---------- Data records
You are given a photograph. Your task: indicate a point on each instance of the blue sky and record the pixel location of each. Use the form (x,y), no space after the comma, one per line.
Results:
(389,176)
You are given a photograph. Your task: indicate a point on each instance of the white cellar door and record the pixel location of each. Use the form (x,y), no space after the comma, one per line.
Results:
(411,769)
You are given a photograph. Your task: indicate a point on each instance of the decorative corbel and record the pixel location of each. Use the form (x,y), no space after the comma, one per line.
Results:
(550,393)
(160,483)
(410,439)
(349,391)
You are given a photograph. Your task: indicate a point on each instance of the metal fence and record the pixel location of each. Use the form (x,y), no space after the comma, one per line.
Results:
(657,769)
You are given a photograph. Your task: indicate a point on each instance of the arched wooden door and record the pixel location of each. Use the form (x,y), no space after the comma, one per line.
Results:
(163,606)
--------------------
- Task instructions
Recast all the items above as a Markdown table with one row per line, skipping any blank lines. Use the columns "Row" and "Line text".

- Result of the exercise
| Row | Line text |
|---|---|
| 1 | You are given a photograph. Your task: indicate a point on each instance of the blue sky and record the pixel location of each. Use the form (x,y), no space after the comma, one per line. |
| 2 | Results: |
| 3 | (389,176) |
| 4 | You are given a photograph. Your task: indicate a point on each instance of the white cellar door and record the pixel location of each. Use the form (x,y), no space after the comma, one per line. |
| 5 | Results: |
| 6 | (411,769) |
| 7 | You are given a photograph. Your task: indicate a point on each instance of the decorative corbel and record the pixel location of each. Use the form (x,y), no space after the comma, one per line. |
| 8 | Results: |
| 9 | (550,393) |
| 10 | (160,483) |
| 11 | (410,439) |
| 12 | (349,391) |
| 13 | You are given a photograph. Your task: indicate a point on each instance of the metal fence and record the pixel location of each. Use the form (x,y), no space after the comma, one per line. |
| 14 | Results: |
| 15 | (657,769) |
| 16 | You are given a photograph. Your task: indicate a point on each instance of the arched wooden door and record the pixel location of each. Use the form (x,y), no space after the comma, one per line. |
| 17 | Results: |
| 18 | (163,606) |